> [Record excerpts]:
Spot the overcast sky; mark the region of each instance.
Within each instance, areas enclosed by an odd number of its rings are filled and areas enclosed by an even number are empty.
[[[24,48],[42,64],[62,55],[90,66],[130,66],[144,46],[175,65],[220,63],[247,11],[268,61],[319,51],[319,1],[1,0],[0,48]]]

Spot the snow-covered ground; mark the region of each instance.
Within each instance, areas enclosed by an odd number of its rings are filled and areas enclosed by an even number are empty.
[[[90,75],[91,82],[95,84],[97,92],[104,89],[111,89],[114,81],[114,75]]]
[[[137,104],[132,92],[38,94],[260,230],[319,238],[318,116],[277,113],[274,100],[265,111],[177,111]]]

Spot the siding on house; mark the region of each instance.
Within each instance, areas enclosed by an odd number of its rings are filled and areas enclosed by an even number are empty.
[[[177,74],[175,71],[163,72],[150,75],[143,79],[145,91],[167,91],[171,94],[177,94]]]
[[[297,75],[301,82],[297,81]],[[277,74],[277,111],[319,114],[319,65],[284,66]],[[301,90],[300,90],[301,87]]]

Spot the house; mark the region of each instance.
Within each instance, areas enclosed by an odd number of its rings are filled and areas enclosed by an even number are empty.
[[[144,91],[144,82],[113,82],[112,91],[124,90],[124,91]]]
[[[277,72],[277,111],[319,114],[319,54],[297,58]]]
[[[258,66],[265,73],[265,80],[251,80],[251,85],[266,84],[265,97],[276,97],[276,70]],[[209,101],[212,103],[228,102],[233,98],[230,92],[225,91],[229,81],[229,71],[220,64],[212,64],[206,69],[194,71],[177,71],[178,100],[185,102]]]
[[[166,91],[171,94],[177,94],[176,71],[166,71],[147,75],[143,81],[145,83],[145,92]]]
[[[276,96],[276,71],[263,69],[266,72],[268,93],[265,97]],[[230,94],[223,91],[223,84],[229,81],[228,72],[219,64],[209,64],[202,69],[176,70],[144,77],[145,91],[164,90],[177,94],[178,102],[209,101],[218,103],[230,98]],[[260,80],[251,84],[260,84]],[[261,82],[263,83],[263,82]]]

> [Exercise brief]: Please repeat all the records above exactly as they appear.

> [Finished exercise]:
Spot the overcast sky; mark the region of each instance.
Within each instance, areas enclosed by an odd number of its rings are filled and areas enclosed by an even number are empty.
[[[24,48],[42,64],[62,55],[90,66],[130,66],[144,46],[175,65],[220,63],[247,11],[268,61],[319,51],[319,1],[1,0],[0,48]]]

Spot the snow-covered ground; mark the region of each instance.
Within each instance, areas enclosed by an odd number of its rings are filled and areas enclosed by an even number are empty.
[[[90,75],[91,82],[95,84],[97,92],[104,89],[111,89],[114,81],[114,75]]]
[[[137,104],[132,92],[38,94],[260,230],[319,238],[318,116],[277,113],[274,100],[265,111],[177,111]]]

Spot the siding on house; mark the region of each instance.
Within each instance, areas enclosed by an odd number of its rings are filled and areas enclosed by an even number are empty.
[[[177,74],[175,71],[163,72],[150,75],[143,79],[145,91],[167,91],[171,94],[177,94]]]
[[[297,75],[301,82],[297,81]],[[277,74],[277,111],[319,114],[319,65],[284,66]],[[301,90],[300,90],[301,87]]]

Spot the house; mark the region of each instance.
Within each instance, areas enclosed by an odd number of its rings are filled and areas enclosed by an even number are empty.
[[[144,91],[144,82],[113,82],[112,91],[124,90],[124,91]]]
[[[277,72],[277,111],[319,114],[319,54],[297,58]]]
[[[258,66],[265,73],[265,80],[251,80],[251,85],[266,84],[265,97],[276,97],[276,70]],[[209,101],[212,103],[228,102],[233,98],[230,92],[225,91],[229,81],[229,71],[220,64],[212,64],[206,69],[194,71],[177,71],[178,100],[185,102]]]
[[[166,91],[171,94],[177,94],[176,71],[166,71],[147,75],[143,81],[145,83],[145,92]]]
[[[276,96],[276,71],[263,69],[266,72],[268,93],[265,97]],[[230,94],[223,91],[223,84],[229,81],[228,72],[219,64],[209,64],[202,69],[176,70],[144,77],[145,91],[164,90],[177,94],[178,102],[209,101],[218,103],[230,98]],[[260,80],[251,84],[260,84]],[[261,82],[263,83],[263,82]]]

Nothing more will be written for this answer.